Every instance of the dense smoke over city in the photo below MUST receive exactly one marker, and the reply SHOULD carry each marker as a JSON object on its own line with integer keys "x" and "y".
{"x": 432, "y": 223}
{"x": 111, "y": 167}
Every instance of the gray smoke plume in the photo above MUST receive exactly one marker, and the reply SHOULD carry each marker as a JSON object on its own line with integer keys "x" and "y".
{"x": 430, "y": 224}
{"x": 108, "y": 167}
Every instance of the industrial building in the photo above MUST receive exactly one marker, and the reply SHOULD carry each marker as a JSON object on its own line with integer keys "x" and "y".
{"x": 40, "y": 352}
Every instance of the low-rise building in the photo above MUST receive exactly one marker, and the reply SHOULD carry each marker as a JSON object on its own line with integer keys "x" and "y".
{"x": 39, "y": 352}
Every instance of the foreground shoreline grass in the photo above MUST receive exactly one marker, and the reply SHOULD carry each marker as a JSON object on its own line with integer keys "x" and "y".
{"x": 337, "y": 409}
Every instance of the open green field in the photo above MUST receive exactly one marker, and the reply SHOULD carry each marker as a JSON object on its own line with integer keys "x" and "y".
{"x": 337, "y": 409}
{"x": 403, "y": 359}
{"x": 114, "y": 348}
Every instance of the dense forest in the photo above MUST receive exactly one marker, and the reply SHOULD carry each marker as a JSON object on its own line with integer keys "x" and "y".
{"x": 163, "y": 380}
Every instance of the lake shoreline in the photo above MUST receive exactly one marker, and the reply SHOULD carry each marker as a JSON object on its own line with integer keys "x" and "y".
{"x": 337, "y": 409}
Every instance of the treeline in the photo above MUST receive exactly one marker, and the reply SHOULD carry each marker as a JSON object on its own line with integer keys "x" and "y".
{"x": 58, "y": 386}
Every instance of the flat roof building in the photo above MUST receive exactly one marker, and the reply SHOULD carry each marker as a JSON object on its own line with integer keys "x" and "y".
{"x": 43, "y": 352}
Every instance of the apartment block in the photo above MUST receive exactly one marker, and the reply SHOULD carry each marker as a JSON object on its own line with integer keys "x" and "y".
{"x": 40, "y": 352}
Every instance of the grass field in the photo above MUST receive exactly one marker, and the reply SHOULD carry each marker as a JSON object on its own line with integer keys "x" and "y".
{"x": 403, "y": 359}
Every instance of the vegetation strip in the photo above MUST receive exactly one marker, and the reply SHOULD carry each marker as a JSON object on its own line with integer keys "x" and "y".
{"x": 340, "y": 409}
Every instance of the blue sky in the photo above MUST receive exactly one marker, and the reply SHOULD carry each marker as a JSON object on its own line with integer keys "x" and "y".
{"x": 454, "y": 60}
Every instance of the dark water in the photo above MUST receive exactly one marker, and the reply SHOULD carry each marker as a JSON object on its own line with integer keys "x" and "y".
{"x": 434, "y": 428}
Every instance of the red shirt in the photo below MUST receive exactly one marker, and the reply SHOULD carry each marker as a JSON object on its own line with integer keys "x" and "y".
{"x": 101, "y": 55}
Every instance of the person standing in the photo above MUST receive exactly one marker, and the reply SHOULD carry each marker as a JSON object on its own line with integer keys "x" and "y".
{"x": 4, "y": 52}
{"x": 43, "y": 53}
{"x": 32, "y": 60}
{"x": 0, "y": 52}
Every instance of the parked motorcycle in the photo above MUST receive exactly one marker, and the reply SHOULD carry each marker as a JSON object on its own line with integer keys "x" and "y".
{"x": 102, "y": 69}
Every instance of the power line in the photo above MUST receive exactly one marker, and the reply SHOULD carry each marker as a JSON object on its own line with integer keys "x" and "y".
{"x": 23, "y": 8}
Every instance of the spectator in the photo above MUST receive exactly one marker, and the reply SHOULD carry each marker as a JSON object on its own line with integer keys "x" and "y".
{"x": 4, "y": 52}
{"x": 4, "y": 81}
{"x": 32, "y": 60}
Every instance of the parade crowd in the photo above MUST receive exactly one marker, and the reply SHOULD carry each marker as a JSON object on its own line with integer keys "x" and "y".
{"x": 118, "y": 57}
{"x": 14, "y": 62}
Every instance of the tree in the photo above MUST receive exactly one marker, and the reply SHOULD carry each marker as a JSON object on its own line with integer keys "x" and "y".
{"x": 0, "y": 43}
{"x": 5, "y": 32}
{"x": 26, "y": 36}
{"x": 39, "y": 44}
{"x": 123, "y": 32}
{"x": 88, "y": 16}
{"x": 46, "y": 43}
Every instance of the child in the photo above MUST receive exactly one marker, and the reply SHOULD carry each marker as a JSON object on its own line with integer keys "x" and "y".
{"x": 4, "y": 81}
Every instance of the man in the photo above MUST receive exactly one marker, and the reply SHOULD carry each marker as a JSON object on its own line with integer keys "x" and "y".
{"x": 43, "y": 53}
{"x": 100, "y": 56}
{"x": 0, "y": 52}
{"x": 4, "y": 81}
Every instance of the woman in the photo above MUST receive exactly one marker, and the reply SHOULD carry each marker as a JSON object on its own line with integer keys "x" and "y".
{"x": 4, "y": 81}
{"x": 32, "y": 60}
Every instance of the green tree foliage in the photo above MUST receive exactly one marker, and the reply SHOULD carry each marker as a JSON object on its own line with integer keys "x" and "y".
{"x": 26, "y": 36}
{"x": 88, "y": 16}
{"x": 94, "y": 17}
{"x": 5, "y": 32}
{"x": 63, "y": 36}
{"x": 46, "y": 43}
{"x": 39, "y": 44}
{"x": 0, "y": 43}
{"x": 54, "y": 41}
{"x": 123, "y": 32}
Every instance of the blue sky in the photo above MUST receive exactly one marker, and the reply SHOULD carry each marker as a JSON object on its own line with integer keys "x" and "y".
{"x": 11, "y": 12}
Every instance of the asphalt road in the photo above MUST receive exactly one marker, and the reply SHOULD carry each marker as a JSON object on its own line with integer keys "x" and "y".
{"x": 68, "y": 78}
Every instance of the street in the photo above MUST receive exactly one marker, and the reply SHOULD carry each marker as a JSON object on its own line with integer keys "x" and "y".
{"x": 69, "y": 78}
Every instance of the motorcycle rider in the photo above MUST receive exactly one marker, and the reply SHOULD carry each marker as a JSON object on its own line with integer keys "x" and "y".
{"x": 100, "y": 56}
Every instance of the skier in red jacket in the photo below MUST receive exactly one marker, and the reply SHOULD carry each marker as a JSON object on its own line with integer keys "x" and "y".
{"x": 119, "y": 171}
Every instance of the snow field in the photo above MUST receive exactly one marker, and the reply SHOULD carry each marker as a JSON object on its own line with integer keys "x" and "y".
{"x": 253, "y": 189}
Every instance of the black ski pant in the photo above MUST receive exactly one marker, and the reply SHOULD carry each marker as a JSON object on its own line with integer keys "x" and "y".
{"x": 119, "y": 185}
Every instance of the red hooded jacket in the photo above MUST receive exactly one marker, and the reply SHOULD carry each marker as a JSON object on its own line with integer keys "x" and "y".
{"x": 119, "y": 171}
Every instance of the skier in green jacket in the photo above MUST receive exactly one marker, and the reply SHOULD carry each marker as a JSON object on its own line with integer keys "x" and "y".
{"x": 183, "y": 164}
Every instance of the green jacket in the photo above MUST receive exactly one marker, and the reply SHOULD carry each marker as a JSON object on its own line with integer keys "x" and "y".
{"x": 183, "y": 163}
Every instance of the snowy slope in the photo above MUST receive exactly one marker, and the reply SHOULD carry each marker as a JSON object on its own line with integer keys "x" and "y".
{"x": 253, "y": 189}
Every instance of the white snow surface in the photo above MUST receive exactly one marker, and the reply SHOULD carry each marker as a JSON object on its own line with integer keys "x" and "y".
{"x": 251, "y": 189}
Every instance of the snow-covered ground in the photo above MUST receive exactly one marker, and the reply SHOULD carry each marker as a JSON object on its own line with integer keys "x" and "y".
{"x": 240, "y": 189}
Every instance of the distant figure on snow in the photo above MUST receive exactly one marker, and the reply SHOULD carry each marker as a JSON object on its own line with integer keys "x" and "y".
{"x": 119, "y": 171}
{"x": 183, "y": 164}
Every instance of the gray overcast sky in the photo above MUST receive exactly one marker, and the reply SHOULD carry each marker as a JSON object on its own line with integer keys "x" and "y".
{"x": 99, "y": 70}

WORK TO BE COMPLETED:
Starting at the line that contains "Every instance of the snowy", output each remaining line of the listing, the last line included, exactly as it appears.

EXERCISE SOLUTION:
Every instance of the snowy slope in the photo above MUST receive exactly one marker, and the reply SHOULD carry each marker as a JSON object on its own line with integer keys "x" and "y".
{"x": 253, "y": 189}
Every instance of the white snow surface in the photo above MUST receive exactly one marker, and the reply SHOULD carry each marker as a JSON object on its own line with integer keys "x" and "y".
{"x": 251, "y": 189}
Every instance of the snow-covered ground in the photo above MUST receive exactly one marker, and the reply SHOULD carry each marker as a JSON object on its own line with integer keys "x" and "y".
{"x": 240, "y": 189}
Every instance of the distant figure on snow in the photo above MUST receive exactly one marker, and the reply SHOULD carry each marker as a JSON object on its own line with integer keys "x" and "y".
{"x": 119, "y": 171}
{"x": 183, "y": 164}
Every instance of the gray overcast sky in the photo above MUST receive exactly one marker, and the reply SHOULD carry each marker as a JSON object on its own line with integer keys "x" and "y".
{"x": 99, "y": 70}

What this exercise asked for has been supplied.